__The request__.
Transcribe the lines of the listing below without any change, everything from the line containing "narrow gray-green leaf." down to the line containing "[427,371,444,422]", both of those lines included.

-- Exercise input start --

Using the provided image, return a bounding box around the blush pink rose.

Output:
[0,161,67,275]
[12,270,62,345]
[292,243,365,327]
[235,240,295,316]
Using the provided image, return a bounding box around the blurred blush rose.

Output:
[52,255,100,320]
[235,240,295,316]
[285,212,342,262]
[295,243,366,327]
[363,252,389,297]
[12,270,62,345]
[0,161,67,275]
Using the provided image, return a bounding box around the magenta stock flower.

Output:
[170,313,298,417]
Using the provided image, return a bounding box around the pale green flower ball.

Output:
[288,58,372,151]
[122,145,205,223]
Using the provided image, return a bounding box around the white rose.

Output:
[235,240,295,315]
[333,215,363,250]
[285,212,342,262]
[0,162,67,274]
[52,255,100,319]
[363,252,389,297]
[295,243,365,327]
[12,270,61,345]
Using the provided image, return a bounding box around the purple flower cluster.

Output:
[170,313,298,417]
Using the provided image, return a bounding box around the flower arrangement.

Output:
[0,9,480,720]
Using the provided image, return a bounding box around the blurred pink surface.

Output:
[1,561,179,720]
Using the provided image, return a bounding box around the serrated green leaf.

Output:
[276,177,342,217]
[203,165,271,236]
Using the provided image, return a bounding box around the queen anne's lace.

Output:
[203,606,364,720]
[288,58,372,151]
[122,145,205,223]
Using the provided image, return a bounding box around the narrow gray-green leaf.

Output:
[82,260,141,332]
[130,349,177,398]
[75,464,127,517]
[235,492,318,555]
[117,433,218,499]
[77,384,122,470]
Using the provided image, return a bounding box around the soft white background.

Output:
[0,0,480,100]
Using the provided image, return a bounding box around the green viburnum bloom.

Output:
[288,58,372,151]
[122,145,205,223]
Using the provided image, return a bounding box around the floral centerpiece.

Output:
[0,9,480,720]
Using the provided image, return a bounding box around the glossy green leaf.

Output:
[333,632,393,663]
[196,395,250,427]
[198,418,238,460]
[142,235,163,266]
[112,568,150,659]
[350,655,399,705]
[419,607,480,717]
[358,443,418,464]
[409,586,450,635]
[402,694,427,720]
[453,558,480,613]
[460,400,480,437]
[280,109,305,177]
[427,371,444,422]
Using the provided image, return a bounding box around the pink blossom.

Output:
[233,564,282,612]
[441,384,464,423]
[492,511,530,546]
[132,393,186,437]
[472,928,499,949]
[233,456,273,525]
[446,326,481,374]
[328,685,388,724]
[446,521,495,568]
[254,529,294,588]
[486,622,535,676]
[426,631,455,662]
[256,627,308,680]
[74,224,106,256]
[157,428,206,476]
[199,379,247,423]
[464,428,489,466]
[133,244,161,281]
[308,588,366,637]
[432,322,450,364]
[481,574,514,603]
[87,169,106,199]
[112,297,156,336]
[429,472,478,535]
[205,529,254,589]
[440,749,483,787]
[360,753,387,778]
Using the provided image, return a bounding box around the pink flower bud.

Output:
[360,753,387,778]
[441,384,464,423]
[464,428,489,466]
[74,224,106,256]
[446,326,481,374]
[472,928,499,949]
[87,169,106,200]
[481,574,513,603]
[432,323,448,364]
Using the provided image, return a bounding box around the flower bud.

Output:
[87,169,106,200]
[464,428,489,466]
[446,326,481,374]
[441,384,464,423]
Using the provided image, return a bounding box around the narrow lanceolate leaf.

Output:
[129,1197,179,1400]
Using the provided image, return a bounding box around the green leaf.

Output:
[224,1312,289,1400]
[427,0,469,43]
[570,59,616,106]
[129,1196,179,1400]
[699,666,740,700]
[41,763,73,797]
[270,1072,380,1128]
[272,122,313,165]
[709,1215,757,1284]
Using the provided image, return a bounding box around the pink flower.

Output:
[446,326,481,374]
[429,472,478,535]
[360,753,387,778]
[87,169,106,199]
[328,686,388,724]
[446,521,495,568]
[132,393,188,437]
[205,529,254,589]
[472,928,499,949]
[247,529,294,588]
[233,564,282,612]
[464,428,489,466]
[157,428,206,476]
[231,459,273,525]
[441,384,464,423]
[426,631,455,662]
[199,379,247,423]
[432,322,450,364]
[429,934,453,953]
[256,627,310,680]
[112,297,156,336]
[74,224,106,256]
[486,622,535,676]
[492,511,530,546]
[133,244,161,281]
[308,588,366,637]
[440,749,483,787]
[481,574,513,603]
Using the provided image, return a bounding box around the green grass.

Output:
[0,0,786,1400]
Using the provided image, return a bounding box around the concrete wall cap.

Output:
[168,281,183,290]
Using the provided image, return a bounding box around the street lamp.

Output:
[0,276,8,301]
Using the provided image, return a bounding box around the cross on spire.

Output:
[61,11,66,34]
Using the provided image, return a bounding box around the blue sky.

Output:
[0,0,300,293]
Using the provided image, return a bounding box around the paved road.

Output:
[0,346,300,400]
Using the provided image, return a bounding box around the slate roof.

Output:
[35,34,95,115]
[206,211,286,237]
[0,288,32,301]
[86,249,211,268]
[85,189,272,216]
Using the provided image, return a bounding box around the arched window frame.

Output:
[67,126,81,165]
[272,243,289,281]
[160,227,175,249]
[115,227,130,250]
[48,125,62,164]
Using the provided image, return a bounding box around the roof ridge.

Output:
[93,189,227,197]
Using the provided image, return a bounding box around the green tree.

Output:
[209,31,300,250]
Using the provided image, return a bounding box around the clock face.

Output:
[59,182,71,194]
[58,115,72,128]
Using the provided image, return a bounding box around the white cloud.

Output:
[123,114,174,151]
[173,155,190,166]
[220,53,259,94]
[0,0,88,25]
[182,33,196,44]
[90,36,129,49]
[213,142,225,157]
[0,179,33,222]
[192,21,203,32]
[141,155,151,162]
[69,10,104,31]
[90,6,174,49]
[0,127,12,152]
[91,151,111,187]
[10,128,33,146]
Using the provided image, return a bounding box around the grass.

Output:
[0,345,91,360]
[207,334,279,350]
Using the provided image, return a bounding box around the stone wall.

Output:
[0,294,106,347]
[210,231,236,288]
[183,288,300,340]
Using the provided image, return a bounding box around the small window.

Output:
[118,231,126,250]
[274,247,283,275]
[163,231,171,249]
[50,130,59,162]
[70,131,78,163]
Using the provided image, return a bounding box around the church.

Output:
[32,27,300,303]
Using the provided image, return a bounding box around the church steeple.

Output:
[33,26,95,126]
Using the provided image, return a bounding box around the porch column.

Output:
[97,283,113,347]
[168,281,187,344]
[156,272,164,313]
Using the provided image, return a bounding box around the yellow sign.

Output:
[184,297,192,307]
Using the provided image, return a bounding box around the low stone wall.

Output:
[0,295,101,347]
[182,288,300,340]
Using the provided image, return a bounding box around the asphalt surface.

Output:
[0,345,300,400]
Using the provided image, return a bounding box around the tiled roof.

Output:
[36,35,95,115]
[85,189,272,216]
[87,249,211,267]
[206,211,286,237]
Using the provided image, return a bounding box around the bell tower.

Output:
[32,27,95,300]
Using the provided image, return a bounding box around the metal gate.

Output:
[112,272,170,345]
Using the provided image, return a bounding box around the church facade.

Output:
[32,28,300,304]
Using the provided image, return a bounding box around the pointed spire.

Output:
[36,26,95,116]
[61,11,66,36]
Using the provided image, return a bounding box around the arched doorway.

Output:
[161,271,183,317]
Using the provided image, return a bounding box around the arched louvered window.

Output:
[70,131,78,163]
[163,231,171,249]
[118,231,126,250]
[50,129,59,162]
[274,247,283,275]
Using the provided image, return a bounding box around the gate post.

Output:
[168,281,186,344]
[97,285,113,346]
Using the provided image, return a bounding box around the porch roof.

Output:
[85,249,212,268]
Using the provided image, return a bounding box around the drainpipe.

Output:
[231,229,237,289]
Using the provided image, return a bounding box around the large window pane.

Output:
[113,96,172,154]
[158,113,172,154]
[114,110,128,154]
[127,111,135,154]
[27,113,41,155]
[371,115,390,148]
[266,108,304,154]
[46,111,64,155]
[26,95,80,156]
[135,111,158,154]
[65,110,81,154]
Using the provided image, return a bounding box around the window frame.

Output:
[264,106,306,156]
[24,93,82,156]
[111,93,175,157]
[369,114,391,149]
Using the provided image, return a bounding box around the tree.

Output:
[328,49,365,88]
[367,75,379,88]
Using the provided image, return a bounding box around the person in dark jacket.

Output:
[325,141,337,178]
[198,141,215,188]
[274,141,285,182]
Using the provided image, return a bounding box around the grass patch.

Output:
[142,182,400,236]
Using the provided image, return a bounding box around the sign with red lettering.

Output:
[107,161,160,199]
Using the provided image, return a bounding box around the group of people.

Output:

-- Exercise input end --

__Exercise result__.
Using the provided image, return a bounding box around the narrow gray-green leaf.

Output:
[82,260,141,332]
[130,349,177,398]
[75,464,127,517]
[235,492,318,555]
[117,433,218,499]
[77,384,122,470]
Using the provided image, return a bounding box around the soft white background.

Output:
[0,0,480,100]
Using the provided image, return a bounding box around the green viburnum bloom.

Output:
[288,58,372,151]
[122,145,205,223]
Using the provided image, return a bounding box around the floral centerpiece.

Output:
[0,9,480,720]
Using the provided image, return a bounding box around the glossy green leaf.

Output:
[333,632,393,663]
[196,395,250,427]
[198,418,238,460]
[142,235,163,266]
[112,568,150,659]
[350,655,399,705]
[419,607,480,717]
[358,443,418,464]
[409,586,450,635]
[402,694,427,720]
[453,558,480,613]
[460,400,480,437]
[280,109,305,177]
[427,371,444,422]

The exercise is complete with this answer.